Stored items
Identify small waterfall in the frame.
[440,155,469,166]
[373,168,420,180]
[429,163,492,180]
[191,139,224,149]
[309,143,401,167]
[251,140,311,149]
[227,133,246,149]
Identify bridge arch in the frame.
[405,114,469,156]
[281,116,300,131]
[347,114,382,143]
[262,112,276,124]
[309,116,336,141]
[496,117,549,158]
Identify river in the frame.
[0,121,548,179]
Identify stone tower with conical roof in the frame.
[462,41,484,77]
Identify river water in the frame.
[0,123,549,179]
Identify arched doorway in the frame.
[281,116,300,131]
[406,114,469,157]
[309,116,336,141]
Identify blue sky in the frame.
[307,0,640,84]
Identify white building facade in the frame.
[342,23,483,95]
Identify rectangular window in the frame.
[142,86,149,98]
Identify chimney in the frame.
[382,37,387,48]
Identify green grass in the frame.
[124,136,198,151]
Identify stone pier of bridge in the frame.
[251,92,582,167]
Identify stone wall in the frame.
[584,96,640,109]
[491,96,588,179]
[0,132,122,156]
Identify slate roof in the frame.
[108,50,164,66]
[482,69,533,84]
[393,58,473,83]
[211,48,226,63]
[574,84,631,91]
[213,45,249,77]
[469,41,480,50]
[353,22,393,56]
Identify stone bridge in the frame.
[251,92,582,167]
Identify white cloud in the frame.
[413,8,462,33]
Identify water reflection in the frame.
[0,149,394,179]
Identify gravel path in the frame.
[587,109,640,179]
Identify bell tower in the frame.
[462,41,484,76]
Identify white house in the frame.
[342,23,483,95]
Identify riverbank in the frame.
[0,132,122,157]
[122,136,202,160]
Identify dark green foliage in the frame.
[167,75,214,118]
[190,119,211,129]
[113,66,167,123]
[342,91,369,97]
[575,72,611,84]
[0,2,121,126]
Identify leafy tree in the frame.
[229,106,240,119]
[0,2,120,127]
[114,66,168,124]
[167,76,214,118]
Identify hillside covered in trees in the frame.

---

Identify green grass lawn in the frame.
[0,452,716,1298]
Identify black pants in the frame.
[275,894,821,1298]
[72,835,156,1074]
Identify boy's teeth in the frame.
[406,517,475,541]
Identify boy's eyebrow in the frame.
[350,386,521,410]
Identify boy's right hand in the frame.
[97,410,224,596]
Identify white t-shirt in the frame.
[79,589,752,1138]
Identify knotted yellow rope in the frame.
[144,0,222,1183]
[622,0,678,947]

§ Short exercise: Locate each line in the entries above that contains the string "white", and copy every such line in full.

§ Exercise answer:
Identify white building facade in the frame.
Identify white cloud in the frame.
Identify white house in the frame.
Identify white t-shirt in the frame.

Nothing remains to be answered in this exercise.